• [INSTRUCTION]:
Reproduce the data below, swapping each occurrence of "pixel coordinates" for "image coordinates" and leaving every other character unchanged.

• [RECORDS FOR THE TASK]:
▬▬▬▬▬▬▬▬▬▬

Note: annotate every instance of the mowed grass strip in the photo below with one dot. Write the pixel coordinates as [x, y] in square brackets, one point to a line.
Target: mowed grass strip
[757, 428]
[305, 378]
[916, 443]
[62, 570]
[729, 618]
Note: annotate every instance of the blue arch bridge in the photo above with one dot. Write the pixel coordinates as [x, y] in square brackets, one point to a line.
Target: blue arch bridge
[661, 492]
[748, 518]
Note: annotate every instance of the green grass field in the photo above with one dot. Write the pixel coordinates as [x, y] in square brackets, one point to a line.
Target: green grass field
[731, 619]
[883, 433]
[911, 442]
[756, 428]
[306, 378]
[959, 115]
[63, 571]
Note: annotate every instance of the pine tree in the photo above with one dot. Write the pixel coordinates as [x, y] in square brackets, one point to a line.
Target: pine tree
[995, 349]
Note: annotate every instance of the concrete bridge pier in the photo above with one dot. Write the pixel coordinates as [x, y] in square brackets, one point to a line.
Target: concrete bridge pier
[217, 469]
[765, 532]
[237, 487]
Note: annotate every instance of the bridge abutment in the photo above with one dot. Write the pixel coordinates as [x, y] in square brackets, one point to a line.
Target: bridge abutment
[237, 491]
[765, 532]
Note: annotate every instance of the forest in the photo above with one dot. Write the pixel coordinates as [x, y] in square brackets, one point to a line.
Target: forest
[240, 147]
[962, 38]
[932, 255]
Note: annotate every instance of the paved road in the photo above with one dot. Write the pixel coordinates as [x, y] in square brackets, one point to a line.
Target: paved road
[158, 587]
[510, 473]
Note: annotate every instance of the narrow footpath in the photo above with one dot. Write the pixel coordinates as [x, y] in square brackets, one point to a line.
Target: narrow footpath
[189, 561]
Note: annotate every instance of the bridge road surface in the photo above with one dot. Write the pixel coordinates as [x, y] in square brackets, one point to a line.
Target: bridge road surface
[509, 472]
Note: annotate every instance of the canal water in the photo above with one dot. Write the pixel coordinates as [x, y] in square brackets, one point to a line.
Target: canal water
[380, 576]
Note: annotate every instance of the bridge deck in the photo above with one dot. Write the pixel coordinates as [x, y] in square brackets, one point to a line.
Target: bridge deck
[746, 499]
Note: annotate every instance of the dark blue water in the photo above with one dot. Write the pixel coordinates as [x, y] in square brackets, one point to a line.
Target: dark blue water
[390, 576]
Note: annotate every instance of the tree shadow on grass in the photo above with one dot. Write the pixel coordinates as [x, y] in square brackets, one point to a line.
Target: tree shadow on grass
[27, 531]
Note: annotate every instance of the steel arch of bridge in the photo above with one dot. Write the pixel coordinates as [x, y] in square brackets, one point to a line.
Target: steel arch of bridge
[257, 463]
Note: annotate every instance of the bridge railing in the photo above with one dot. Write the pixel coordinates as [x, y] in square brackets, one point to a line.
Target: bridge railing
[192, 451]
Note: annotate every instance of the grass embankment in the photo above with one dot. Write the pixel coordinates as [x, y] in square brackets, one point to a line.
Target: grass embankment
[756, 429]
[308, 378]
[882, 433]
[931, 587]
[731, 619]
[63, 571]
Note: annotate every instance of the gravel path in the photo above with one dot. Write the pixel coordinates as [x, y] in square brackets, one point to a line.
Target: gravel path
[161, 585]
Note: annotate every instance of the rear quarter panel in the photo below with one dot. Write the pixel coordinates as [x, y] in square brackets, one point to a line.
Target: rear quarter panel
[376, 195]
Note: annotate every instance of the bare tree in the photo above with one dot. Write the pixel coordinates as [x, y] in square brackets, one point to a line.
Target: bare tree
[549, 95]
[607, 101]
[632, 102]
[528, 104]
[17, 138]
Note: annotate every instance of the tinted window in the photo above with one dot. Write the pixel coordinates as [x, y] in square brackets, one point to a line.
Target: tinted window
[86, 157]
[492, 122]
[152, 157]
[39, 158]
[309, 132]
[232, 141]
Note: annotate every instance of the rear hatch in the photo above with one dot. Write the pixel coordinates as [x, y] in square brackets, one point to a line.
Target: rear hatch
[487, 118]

▬▬▬▬▬▬▬▬▬▬

• [FINISHED TASK]:
Note: annotate every instance of the mowed grass strip in the photo below with one dot. Write the image coordinates as [x, y] in square brackets, one point to a line.
Target: mowed grass strip
[757, 428]
[305, 378]
[916, 443]
[62, 570]
[729, 618]
Note: annotate every instance of the blue arch bridge in the photo above with one dot. Write the image coordinates as [x, y] in square brackets, one point to a line.
Target: blue arch bridge
[661, 492]
[748, 518]
Note: annotate every instance of the green grass field in the photo above with one dot. Write the image coordinates as [x, y] in square brackets, one point to a line.
Target: green grass field
[731, 619]
[883, 433]
[911, 442]
[756, 428]
[306, 378]
[959, 115]
[63, 571]
Note: annotate every instance of the pine tree in the photo above with one dot. Write the image coordinates as [x, y] in square brackets, one point to a line.
Target: pine tree
[995, 349]
Note: annotate every instance of the concrete bridge pier in the photo above with one dot. Write the image coordinates as [x, y] in square brackets, one point to a line.
Target: concrete bridge pier
[217, 469]
[765, 532]
[237, 487]
Note: annotate every instance of the bridge abutment in the photo above with one dot. Write the image coordinates as [x, y] in square brackets, one point to a line.
Target: bridge abutment
[237, 491]
[765, 532]
Note: annotate every instance of the forest in the photo above with one dot. Write the image coordinates as [x, y] in square brackets, one point to a line.
Target: forest
[240, 147]
[962, 38]
[932, 255]
Note: annotate every instance of the paved road in the photo above with one dot. Write the image coordinates as [x, y] in square brackets, one point to a line.
Target: paved road
[158, 587]
[510, 473]
Note: annotate every instance of the narrow footpath in the photo above with one dot. Write the image coordinates as [x, y] in square brackets, one point to a line.
Target: narrow footpath
[189, 561]
Note: annotate every instance of the bridge road surface in the photo above with one dot. Write the image coordinates as [x, y] in square brackets, one point to a line.
Target: bridge road surface
[509, 472]
Note: annotate every instance of the canal water in the photo above with one dot. Write the image coordinates as [x, y] in square brackets, one point to a line.
Target: canal water
[380, 576]
Note: annotate every instance of the bridge deck in the photo above with one dot. Write the image coordinates as [x, y] in square brackets, one point to a line.
Target: bridge deck
[746, 499]
Note: annotate every instance of the dark blue water in the photo above with one dot. Write the image coordinates as [x, y] in square brackets, one point to a line.
Target: dark blue water
[390, 576]
Note: annotate every instance of the tree shadow on grass in the photo above with one dot. Write the image coordinates as [x, y] in square brackets, one point to a line.
Target: tree shadow on grass
[27, 531]
Note: annotate every instance of the steel arch of bridge in the photo above with one dot. Write the image coordinates as [x, y] in square brackets, one point to a line.
Target: steel arch of bridge
[257, 463]
Note: annotate every instance of the bridge railing in the photo above with one dot. Write the image coordinates as [x, y] in square brackets, one point to a line.
Target: bridge railing
[192, 451]
Note: annotate every instance of the grass embankment in the photo above with one dot. Write the image coordinates as [x, y] in square brackets, one point to a line.
Target: grass embankment
[756, 429]
[308, 378]
[882, 433]
[931, 587]
[731, 619]
[63, 571]
Note: annotate every instance of the gravel path in the photo above with one dot. Write the image coordinates as [x, y] in square brackets, one point to a line.
Target: gravel path
[161, 585]
Note: annotate every instance of the rear quarter panel in the photo below with one dot. Write the image coordinates as [x, y] in square brackets, one point to a line.
Target: rear quarter panel
[376, 195]
Note: annotate every instance of the bare tree in the photo above with one dot. Write the image coordinates as [x, y] in square brackets, one point to a line.
Target: bare tree
[549, 95]
[607, 101]
[632, 102]
[528, 104]
[17, 138]
Note: annotate every instance of the tinted window in the photo above with one dot. Write the image coordinates as [x, y] in square brackets, one point to a line.
Target: tinted window
[86, 157]
[492, 122]
[152, 157]
[39, 158]
[309, 132]
[232, 141]
Note: annotate every instance of the rear hatch in the photo above with one dot. Write the image coordinates as [x, y] in square brackets, one point to a line.
Target: rear hatch
[487, 118]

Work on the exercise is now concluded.